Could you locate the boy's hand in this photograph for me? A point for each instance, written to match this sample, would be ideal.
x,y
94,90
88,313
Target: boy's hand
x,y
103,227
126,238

Your assignment
Transcribe the records above in full, exactly as they stand.

Exercise answer
Could you locate the boy's hand in this photograph for me? A point for each instance, written to match this sample, would be ideal.
x,y
94,90
88,313
Target: boy's hand
x,y
103,227
126,238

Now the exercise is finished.